** Work to be completed **
According to the passage on Alberta politics, how many weeks does the NDP have to win over the voters it needs?

Alberta is often understood in Central Canada (or, what Albertans call Eastern Canada) as in love with oil, and for many that’s true, I’m sure, but it’s not reflective of reality. The relationship many have to oil in Alberta is different, and much more complex, then the stereotype. Does the average doctor or lawyer or banker or accountant in Alberta have a “I Love Oil Sands” bumper sticker on their car? No, but the hospital they work in was probably built on oil revenues, and the law firm they work for probably pays their bonus with billables from one of the oil giants, and so they necessarily look warily at any proposal or any political party that doesn’t have a credible plan for how to get from where we are to where we will go without their professions losing out.
What’s it all mean? Part of me wants to say who the fuck knows, but I’m pretty sure I do know – and it’s not good. Unless the NDP have something waiting for the campaign itself, there will not be a strong enough plan from the NDP to persuade the voters they need to actually pull the trigger and vote for Notley. The NDP feels Edmontonian because it is, and there proper left wing values are properly popular. In Calgary, the road runs through managerial technocratic politics. And that’s a hard gap for one party to bridge. That said, they have to, or they will lose.
The NDP has a chance here to revolutionize Alberta politics, to prove that 2015 wasn’t a fluke, and show a path for progressive politics in Canada’s bastion of conservatism. The problem is, their timidity is showing, and they’ve got 4 weeks to win over a group of voters who need to be actively won. They need to make a big, bold offer to Calgary that shows not just ideas about what policies they think are good but shows a fundamental understanding of the city they need if they are going to govern.
The burden of this campaign is for the NDP to show they understand Calgary, not just as an extension of Edmonton but as a specific ecosystem for which there is no comparison, in Alberta or in Canada. Calgarians have shown a willingness to elect moderate, progressive leaders before, but those leaders always understood the city they sought to lead. Notley’s NDP seems to misunderstand it, either out of a misplaced hope that it is like Edmonton if only we hope it hard enough, or because they’re too Edmontonian.
At the end of the day, the campaign will no doubts be chaotic, but in a very sort of fundamentally unimportant way. Danielle Smith will say a lot of stupid things, and UCP candidates will have their stupid tweets and Facebook posts resurfaced in an attempt to Lake Of Fire Smith for a second time, but none of it will matter. What will matter is the NDP’s ability to get people who do not like Danielle Smith to actually vote NDP - in many cases after having spent their lives fighting against the idea they’d ever do it.

** Point-per-instance localization rows **

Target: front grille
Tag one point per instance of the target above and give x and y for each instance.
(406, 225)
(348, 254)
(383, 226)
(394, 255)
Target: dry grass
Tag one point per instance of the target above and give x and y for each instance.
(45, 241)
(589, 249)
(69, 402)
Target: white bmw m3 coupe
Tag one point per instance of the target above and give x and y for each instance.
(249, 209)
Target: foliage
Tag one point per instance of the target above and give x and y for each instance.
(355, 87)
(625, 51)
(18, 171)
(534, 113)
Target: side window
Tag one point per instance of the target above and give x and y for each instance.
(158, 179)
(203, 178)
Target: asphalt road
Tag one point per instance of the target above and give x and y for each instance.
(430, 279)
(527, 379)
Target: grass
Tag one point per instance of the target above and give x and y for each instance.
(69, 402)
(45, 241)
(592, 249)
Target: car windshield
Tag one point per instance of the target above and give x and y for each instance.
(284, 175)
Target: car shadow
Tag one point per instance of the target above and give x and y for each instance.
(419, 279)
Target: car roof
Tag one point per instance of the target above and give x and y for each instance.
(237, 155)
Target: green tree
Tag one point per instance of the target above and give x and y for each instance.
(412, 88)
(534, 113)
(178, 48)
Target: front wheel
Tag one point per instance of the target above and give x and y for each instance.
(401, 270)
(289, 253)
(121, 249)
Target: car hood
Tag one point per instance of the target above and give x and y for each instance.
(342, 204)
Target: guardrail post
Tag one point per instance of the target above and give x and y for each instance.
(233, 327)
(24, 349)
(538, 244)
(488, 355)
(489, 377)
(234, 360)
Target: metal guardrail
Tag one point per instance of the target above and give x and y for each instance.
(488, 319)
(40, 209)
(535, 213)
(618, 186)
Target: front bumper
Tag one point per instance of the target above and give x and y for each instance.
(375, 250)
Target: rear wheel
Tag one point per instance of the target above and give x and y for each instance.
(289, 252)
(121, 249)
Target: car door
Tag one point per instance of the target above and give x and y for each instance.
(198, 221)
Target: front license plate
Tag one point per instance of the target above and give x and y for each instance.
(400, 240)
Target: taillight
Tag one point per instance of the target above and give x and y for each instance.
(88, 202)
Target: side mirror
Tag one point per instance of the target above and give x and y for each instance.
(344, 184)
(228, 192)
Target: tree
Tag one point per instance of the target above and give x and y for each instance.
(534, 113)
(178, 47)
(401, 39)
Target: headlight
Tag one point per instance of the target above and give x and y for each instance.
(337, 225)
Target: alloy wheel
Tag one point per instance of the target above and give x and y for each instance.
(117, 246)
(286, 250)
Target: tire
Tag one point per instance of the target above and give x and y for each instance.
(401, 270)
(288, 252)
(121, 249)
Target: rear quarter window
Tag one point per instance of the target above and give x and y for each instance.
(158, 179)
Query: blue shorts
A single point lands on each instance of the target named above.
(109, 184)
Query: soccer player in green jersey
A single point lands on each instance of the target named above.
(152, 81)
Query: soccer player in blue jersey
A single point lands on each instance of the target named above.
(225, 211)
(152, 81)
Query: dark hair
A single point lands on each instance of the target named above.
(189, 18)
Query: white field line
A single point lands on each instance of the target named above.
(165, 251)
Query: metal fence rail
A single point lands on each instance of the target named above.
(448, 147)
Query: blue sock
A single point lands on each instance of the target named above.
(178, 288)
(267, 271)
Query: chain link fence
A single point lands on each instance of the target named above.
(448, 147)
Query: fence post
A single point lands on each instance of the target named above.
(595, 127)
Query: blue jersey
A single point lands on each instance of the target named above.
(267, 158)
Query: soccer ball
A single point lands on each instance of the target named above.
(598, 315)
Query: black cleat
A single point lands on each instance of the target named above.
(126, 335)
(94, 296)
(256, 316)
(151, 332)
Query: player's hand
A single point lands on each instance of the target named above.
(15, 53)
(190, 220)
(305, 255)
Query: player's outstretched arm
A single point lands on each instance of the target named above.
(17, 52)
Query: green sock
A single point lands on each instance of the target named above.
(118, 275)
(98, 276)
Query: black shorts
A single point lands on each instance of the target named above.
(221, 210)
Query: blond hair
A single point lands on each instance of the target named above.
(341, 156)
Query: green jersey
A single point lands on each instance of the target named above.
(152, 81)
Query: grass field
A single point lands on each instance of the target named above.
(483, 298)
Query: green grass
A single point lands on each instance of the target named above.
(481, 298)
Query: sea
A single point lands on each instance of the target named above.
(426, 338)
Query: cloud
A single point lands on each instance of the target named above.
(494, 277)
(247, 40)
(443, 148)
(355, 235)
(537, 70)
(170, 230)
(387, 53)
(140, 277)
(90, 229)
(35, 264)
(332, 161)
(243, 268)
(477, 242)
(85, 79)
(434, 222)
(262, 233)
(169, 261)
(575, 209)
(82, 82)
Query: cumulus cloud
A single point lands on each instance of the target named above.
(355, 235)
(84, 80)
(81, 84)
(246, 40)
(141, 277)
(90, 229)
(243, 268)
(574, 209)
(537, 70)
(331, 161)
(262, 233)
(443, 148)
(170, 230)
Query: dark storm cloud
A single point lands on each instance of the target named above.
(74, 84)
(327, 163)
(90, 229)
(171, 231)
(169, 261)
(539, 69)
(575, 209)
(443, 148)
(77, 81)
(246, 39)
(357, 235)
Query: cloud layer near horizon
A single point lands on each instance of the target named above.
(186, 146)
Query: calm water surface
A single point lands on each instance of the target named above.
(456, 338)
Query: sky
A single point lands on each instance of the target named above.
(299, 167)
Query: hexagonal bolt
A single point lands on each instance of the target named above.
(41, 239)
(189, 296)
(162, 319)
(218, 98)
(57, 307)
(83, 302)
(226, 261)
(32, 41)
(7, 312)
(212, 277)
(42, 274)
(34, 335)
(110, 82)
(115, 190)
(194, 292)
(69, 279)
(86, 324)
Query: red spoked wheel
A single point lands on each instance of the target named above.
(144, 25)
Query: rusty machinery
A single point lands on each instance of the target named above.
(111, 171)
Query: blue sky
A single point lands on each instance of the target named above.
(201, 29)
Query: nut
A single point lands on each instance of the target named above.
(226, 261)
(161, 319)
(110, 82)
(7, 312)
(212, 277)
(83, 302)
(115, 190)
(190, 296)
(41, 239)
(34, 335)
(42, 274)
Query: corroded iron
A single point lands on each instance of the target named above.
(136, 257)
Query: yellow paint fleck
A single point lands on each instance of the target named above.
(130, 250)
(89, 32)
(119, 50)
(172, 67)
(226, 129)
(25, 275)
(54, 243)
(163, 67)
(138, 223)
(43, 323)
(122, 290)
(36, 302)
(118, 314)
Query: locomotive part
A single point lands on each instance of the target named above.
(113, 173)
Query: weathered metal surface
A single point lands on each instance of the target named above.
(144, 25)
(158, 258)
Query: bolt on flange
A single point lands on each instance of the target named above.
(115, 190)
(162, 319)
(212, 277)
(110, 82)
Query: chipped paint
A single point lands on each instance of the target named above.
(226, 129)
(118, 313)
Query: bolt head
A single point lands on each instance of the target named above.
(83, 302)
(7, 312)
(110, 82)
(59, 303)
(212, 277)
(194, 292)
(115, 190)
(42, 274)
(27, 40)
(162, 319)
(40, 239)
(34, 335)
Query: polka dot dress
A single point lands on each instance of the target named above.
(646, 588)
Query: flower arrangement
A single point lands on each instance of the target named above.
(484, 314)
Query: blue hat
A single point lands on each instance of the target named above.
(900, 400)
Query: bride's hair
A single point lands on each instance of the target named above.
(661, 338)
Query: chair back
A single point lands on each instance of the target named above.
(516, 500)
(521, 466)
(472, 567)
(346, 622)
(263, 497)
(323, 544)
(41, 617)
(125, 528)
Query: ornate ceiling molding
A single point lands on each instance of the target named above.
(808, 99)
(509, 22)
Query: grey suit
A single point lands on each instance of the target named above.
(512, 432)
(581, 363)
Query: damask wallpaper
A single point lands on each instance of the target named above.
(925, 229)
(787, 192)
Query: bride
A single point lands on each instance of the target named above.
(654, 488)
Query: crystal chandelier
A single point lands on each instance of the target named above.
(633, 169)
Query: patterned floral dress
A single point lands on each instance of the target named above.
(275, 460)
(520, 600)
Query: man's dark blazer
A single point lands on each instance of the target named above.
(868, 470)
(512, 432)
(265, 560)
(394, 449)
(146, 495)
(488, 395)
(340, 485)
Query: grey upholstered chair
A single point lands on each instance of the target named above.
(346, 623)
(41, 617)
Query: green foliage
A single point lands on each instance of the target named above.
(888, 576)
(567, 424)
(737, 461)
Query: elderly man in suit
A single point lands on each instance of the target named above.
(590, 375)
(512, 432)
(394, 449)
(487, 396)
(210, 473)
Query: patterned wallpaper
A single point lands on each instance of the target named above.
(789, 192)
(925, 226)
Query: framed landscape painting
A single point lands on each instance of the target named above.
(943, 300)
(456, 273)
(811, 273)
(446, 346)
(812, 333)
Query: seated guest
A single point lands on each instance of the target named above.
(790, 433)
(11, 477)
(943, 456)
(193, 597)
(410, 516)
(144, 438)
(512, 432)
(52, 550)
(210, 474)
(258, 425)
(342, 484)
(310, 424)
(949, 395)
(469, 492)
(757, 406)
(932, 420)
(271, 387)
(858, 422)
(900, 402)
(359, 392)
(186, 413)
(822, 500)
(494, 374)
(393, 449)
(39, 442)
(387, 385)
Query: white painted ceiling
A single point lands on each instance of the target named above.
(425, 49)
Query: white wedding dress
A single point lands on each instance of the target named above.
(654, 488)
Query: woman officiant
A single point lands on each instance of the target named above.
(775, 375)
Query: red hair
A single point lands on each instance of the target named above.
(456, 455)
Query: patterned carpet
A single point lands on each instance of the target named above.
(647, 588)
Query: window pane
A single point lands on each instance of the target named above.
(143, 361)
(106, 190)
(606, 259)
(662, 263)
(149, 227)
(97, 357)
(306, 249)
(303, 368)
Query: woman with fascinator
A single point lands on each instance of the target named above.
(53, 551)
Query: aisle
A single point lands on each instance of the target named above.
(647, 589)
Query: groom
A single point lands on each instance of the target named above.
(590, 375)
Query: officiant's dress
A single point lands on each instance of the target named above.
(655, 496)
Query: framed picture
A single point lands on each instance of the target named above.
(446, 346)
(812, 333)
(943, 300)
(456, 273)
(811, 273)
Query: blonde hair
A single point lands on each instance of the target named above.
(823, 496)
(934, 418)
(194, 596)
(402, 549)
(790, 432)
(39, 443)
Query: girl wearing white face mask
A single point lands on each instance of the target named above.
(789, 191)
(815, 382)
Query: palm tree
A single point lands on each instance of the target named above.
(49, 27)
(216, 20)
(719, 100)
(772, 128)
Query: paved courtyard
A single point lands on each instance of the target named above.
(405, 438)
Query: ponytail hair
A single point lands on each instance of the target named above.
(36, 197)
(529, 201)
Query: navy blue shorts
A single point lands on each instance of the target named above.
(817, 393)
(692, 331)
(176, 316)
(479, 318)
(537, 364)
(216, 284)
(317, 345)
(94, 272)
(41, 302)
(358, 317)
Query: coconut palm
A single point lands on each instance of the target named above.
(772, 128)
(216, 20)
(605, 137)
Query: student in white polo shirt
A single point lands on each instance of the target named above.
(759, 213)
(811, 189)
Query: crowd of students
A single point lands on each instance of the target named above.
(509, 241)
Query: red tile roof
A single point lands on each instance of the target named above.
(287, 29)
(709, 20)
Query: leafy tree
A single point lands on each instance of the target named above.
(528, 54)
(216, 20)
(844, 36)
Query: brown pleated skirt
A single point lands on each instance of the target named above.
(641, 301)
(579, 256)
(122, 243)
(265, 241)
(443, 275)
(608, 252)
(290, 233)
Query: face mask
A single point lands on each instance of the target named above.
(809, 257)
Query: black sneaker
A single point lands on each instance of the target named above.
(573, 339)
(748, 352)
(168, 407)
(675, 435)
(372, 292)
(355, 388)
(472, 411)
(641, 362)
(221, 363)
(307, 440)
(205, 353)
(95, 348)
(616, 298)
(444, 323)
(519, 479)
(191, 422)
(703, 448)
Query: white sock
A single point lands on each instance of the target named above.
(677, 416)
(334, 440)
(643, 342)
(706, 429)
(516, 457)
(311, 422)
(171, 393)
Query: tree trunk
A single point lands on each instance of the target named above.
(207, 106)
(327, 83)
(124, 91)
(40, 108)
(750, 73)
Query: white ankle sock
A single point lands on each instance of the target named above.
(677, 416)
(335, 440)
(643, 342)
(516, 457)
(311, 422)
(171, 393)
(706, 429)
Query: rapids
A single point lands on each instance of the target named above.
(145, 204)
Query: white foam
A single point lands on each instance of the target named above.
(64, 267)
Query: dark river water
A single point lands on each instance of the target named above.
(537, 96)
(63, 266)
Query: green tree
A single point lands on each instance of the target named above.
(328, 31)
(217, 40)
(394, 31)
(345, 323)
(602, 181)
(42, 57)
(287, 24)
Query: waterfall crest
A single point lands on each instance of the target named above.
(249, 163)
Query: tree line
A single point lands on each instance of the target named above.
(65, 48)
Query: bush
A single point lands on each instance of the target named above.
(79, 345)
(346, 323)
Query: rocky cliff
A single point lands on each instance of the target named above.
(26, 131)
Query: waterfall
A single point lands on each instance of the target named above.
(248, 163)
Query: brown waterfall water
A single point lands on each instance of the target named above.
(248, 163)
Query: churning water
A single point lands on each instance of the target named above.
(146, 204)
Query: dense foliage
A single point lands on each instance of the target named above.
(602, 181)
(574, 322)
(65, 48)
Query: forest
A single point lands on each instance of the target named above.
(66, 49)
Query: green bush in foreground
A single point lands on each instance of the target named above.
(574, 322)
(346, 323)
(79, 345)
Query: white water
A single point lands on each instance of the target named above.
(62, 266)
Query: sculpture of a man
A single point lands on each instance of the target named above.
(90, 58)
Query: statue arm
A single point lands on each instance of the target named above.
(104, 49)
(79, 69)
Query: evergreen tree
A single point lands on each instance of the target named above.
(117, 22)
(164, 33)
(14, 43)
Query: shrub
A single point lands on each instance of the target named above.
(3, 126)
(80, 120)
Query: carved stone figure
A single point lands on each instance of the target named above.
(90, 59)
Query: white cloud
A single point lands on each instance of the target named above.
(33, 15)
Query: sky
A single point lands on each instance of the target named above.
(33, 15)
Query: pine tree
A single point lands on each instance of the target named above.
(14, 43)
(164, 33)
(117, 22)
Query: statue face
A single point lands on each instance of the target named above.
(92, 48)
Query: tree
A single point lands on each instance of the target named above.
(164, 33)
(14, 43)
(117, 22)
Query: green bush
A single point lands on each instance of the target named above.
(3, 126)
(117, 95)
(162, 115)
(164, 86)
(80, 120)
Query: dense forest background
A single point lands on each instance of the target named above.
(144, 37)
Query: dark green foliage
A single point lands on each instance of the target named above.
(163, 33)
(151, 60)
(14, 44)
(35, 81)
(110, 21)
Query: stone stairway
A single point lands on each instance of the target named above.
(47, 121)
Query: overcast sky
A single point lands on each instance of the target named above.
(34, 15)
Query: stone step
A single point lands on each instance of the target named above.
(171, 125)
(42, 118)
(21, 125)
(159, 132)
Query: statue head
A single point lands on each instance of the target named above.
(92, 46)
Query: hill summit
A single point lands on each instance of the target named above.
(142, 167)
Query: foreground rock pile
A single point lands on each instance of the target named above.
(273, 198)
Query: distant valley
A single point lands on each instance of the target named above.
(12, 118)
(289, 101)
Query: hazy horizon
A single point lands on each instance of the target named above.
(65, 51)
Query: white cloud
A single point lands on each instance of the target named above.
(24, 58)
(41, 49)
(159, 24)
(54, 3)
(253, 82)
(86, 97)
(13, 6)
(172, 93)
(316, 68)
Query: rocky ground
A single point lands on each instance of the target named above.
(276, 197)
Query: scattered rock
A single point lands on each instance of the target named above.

** Exercise output **
4 weeks